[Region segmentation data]
·····

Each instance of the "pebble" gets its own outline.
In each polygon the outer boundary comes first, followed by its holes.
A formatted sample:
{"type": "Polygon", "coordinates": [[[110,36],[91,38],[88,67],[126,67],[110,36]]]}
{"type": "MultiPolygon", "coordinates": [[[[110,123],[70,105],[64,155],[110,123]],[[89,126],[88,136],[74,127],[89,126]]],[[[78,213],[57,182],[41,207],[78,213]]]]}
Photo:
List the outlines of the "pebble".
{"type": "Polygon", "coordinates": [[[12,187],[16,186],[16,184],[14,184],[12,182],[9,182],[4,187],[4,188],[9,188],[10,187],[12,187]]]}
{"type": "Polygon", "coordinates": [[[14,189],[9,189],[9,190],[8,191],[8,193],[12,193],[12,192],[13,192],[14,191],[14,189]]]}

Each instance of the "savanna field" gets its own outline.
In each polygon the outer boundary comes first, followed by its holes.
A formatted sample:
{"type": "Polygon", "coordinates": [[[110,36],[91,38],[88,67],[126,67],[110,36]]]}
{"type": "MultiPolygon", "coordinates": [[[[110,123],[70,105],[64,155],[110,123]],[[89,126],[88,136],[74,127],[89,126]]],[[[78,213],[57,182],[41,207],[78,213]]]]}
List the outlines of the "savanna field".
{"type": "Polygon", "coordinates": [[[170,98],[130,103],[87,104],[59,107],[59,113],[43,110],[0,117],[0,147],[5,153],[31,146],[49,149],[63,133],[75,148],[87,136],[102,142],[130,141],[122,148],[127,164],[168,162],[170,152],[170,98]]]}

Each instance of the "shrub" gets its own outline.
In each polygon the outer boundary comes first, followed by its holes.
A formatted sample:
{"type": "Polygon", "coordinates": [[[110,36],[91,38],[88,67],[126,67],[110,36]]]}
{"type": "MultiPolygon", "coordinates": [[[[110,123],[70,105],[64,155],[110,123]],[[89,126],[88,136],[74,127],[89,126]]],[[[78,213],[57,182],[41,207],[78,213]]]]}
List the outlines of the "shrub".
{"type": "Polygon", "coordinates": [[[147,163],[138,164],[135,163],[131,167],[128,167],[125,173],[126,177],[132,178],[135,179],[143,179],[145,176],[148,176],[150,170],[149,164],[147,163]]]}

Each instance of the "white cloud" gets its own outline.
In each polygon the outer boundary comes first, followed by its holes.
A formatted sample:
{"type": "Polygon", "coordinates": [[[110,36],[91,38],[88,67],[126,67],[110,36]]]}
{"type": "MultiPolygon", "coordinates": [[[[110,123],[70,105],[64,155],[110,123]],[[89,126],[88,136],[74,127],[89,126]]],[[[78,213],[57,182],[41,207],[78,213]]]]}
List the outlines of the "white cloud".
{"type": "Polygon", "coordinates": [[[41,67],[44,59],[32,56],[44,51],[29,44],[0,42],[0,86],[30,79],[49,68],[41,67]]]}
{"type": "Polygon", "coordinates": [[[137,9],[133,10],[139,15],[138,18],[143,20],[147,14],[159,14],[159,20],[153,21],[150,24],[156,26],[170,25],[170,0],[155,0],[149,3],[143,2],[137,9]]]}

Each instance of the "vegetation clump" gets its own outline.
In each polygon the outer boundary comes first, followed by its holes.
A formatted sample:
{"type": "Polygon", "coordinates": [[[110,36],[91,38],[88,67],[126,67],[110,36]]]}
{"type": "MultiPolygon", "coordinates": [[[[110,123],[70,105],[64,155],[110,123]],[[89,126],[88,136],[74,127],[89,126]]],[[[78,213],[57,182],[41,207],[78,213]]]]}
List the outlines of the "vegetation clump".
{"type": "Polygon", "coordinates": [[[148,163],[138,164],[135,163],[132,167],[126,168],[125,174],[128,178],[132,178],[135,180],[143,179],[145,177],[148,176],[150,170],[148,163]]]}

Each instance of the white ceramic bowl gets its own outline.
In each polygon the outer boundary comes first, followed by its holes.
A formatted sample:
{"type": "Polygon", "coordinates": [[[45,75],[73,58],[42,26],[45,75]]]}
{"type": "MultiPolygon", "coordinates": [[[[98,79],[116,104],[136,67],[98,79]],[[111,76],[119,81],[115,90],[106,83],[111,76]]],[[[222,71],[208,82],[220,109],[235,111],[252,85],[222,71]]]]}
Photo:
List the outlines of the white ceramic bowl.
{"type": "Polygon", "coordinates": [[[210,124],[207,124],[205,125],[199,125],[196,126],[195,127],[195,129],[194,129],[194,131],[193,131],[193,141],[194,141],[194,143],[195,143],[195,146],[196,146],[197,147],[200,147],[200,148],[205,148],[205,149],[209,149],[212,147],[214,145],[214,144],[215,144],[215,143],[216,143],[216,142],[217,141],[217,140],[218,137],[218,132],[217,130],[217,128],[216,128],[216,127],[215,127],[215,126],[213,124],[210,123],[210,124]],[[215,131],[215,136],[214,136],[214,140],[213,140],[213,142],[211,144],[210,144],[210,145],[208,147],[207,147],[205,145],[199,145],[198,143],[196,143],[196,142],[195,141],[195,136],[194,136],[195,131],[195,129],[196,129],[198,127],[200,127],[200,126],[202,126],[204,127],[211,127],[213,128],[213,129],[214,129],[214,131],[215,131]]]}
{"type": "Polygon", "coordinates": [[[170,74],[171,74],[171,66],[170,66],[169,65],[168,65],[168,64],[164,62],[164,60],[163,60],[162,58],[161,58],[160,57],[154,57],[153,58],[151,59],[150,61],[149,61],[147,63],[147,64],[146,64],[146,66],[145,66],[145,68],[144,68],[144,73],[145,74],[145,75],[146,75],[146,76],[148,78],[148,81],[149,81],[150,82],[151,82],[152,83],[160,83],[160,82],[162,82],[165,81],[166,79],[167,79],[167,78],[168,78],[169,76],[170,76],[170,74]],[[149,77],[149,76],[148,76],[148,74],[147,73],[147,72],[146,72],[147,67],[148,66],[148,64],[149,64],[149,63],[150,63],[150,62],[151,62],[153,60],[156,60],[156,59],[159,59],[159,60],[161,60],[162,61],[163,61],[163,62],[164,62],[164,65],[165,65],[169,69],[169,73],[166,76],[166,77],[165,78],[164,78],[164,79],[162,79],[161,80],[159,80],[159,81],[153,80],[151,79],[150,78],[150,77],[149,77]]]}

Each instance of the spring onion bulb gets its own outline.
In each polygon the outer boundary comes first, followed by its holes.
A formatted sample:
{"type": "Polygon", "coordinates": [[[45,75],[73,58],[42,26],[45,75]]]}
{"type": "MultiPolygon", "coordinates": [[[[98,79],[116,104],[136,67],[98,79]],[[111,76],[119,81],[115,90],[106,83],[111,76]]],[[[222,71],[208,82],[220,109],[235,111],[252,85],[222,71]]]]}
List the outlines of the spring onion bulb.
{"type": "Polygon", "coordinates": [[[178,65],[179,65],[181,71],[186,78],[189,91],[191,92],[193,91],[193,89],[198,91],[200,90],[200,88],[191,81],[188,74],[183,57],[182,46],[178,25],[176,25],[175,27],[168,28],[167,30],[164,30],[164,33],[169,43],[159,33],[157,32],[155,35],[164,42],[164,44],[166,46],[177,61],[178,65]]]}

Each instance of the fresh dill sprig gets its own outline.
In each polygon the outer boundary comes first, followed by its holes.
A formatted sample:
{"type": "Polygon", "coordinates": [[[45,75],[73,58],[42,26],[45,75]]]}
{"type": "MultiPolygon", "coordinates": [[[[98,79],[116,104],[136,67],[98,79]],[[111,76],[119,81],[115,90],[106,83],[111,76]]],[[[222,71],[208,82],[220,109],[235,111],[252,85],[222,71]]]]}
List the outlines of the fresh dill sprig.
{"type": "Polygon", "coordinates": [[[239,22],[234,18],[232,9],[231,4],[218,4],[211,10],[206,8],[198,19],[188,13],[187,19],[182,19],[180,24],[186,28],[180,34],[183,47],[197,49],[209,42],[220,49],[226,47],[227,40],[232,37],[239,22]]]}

·····

■ Instructions for the task: Output the entries from the line containing "Each instance of the spring" through the end of the entries as a Markdown table with the columns Row and Line, numbering each line and leaving out blank ones.

■ Expected answer:
| Row | Line |
|---|---|
| 1 | Each instance of the spring onion bulb gets its own outline. |
| 2 | In each polygon the outer boundary comes first, followed by its holes. |
| 3 | A formatted sample: |
| 4 | {"type": "Polygon", "coordinates": [[[45,75],[73,58],[42,26],[45,75]]]} |
| 5 | {"type": "MultiPolygon", "coordinates": [[[[98,79],[116,104],[136,67],[98,79]],[[111,76],[119,81],[115,90],[106,83],[111,76]]],[[[222,71],[208,82],[220,109],[235,111],[252,85],[222,71]]]]} |
| 6 | List the outlines of the spring onion bulb. |
| 7 | {"type": "Polygon", "coordinates": [[[178,65],[179,65],[181,71],[186,78],[189,91],[191,92],[193,91],[193,89],[198,91],[200,90],[200,88],[191,81],[188,74],[183,57],[182,46],[178,25],[176,25],[175,27],[168,28],[167,30],[164,30],[164,33],[169,43],[159,33],[157,32],[155,35],[164,42],[164,44],[166,46],[177,61],[178,65]]]} |
| 8 | Each instance of the fresh dill sprig gets its own outline. |
| 9 | In each polygon the outer boundary comes first, followed by its holes. |
| 10 | A formatted sample: |
| 11 | {"type": "Polygon", "coordinates": [[[45,75],[73,58],[42,26],[45,75]]]} |
| 12 | {"type": "MultiPolygon", "coordinates": [[[[98,79],[116,104],[136,67],[98,79]],[[111,76],[119,81],[115,90],[106,83],[111,76]]],[[[222,71],[208,82],[220,109],[235,111],[252,85],[222,71]]]]} |
| 13 | List the outlines of the fresh dill sprig. |
| 14 | {"type": "Polygon", "coordinates": [[[239,22],[234,18],[232,9],[231,4],[218,4],[211,10],[206,8],[198,19],[188,13],[187,19],[182,19],[180,24],[186,28],[180,34],[183,47],[197,49],[209,42],[220,49],[226,47],[227,40],[232,37],[239,22]]]} |